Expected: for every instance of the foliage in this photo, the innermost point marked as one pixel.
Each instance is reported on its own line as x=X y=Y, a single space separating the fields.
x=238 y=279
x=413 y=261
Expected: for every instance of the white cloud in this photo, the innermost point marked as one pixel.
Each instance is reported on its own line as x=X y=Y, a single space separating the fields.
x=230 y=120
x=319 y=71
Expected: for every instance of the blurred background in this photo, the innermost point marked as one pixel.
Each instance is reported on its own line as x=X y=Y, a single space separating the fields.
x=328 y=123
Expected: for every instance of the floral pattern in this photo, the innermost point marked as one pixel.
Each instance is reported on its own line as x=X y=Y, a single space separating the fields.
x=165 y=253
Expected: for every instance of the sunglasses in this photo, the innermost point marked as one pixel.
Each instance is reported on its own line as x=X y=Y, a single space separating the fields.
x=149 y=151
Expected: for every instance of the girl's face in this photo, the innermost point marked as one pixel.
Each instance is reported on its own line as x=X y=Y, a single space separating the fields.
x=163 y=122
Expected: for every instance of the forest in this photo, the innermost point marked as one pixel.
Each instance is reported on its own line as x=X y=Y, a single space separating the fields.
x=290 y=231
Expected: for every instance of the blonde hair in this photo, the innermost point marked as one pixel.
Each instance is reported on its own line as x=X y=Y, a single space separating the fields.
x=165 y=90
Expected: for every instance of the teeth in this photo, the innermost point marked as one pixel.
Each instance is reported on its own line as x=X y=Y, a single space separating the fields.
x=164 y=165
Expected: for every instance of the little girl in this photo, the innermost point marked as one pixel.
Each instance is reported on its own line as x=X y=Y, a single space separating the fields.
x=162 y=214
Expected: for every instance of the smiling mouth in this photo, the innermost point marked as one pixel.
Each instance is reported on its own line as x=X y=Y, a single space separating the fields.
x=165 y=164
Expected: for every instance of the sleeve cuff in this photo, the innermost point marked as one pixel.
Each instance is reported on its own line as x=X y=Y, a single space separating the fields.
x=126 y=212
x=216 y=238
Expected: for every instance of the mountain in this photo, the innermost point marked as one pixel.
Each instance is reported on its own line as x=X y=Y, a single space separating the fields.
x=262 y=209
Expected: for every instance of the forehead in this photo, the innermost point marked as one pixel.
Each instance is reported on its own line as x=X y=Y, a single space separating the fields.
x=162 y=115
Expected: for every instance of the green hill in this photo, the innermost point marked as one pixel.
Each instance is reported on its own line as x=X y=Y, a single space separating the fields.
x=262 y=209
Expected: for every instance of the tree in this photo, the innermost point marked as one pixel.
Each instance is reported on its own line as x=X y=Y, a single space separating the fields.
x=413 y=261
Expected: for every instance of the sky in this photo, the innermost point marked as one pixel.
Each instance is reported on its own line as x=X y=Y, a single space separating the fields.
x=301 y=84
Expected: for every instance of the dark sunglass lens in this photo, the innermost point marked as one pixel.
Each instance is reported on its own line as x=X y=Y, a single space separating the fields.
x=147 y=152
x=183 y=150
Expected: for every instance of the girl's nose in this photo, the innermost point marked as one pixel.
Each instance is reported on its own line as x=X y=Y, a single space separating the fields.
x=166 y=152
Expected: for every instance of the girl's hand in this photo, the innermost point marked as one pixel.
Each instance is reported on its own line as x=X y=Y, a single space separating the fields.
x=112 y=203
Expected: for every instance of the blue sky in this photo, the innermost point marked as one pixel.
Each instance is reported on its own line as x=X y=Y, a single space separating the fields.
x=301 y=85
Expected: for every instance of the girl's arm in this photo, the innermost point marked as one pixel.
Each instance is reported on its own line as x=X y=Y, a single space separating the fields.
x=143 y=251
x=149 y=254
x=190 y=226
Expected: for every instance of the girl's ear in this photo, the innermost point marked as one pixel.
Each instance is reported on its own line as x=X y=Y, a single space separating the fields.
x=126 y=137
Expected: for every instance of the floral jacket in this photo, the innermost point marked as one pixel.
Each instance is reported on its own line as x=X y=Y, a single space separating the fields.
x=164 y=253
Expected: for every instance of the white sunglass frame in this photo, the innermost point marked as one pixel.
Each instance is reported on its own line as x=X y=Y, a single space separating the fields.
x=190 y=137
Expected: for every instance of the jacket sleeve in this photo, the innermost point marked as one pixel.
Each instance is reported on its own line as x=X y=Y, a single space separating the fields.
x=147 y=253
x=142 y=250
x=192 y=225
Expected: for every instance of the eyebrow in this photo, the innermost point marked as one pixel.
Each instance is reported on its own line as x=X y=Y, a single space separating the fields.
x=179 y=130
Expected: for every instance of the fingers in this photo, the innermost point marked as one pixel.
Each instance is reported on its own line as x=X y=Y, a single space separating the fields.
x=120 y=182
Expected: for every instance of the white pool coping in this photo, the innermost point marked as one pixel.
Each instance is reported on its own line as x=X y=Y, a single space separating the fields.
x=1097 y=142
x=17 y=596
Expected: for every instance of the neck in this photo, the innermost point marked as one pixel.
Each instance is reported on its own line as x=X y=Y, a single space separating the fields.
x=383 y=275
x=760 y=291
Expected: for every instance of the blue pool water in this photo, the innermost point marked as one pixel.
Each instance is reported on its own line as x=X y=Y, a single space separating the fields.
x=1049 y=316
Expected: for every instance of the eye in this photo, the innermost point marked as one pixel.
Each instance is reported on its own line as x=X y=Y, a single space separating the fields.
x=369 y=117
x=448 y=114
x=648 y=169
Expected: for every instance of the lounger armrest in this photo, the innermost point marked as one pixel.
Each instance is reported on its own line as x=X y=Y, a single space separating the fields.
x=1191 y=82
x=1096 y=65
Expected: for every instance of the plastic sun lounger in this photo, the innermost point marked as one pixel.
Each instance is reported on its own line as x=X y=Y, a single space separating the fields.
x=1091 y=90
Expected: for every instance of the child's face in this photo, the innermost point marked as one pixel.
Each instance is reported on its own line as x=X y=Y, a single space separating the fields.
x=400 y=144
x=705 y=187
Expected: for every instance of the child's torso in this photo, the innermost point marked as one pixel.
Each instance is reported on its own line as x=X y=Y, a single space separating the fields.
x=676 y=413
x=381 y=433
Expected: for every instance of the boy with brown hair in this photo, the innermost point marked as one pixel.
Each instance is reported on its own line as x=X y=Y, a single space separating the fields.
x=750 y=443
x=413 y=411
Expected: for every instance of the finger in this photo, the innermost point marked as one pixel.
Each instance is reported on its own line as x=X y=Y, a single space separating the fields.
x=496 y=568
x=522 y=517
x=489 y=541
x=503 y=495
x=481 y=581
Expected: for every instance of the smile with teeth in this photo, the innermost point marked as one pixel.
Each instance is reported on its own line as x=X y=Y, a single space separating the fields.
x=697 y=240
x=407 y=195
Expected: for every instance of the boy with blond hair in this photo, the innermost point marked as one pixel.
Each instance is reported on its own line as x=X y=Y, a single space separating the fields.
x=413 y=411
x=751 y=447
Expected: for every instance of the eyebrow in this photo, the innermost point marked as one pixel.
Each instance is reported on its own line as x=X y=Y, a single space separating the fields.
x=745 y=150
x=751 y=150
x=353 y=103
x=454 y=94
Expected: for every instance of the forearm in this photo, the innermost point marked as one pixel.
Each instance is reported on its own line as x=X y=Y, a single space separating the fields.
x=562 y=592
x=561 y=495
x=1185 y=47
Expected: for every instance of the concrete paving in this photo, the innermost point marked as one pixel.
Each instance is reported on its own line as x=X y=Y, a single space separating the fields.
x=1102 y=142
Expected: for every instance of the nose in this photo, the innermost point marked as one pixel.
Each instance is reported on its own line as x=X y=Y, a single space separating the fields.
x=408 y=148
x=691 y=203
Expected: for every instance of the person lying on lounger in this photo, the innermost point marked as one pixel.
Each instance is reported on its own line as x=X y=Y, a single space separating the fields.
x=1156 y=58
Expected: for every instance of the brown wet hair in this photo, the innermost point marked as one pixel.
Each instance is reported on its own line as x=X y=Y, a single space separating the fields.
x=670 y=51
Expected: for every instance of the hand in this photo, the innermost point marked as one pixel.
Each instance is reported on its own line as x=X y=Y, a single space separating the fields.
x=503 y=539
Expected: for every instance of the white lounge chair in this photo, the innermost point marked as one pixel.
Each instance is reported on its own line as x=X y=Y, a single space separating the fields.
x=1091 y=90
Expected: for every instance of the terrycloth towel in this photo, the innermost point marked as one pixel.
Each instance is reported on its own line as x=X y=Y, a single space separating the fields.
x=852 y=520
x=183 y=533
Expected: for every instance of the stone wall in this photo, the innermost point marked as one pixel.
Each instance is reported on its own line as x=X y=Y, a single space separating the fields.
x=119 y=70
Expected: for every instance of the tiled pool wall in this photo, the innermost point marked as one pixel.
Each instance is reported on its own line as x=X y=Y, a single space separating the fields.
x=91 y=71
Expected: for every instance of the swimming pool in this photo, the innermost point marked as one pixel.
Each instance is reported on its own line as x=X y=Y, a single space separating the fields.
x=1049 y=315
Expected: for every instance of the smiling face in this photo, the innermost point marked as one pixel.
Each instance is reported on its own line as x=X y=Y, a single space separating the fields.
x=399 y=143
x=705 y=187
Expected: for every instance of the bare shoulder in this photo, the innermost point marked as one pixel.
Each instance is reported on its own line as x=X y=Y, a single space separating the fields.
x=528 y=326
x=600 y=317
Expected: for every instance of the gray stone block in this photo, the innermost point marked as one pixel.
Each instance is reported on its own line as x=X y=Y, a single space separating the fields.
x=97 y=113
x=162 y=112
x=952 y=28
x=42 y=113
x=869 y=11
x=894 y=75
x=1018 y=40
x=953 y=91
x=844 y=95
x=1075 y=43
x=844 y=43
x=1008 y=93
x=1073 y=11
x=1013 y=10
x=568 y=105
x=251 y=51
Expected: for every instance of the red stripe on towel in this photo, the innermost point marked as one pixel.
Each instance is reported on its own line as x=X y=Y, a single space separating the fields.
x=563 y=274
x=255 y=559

## DESCRIPTION OF THE TASK:
Beginning at the line above with "Expected: for every instance of the little" and finishing at the line with "Expected: for every instance of the dark", return each line exactly and return nothing else.

## EXPECTED ANSWER:
Expected: for every instance of the little girl in this photo, the innermost point marked as one pixel.
Each instance is reported on its own line as x=X y=Y, a single space separating the fields.
x=162 y=214
Expected: for every instance of the smiling mouth in this photo, the innermost point marked as one pixel.
Each instance is reported on its own line as x=X y=Y, a single space separating the fields.
x=165 y=164
Expected: for every instance of the sleeve cuff in this photo, the innermost point marked as one pixel.
Each instance is reported on its own line as x=X y=Y, a single space separating the fields.
x=126 y=212
x=216 y=238
Expected: for every instance of the mountain in this photo, the innermost point marked as one pixel.
Each instance is reported on its own line as x=X y=Y, a single space separating the fields.
x=262 y=209
Expected: for every instance of the forehead in this photo, the innermost point marked as one pixel.
Each instance is reported on its own line as x=X y=Y, a single space separating the fields.
x=162 y=115
Expected: for every instance of the green hill in this photo, the innermost point marked as one pixel.
Each instance is reported on its own line as x=X y=Y, a single space separating the fields.
x=262 y=209
Expected: for every instance of the tree in this photo, the innermost point marked as one pixel.
Each instance is reported on its own line as x=X y=Y, a single space separating the fields.
x=413 y=261
Expected: for every instance of the sky in this photo, the innermost point marked as one pixel.
Each instance is reported on its own line as x=X y=Y, a single space separating the fields.
x=301 y=84
Expected: for every instance of the dark sunglass lens in this photo, the innermost point marked as one pixel.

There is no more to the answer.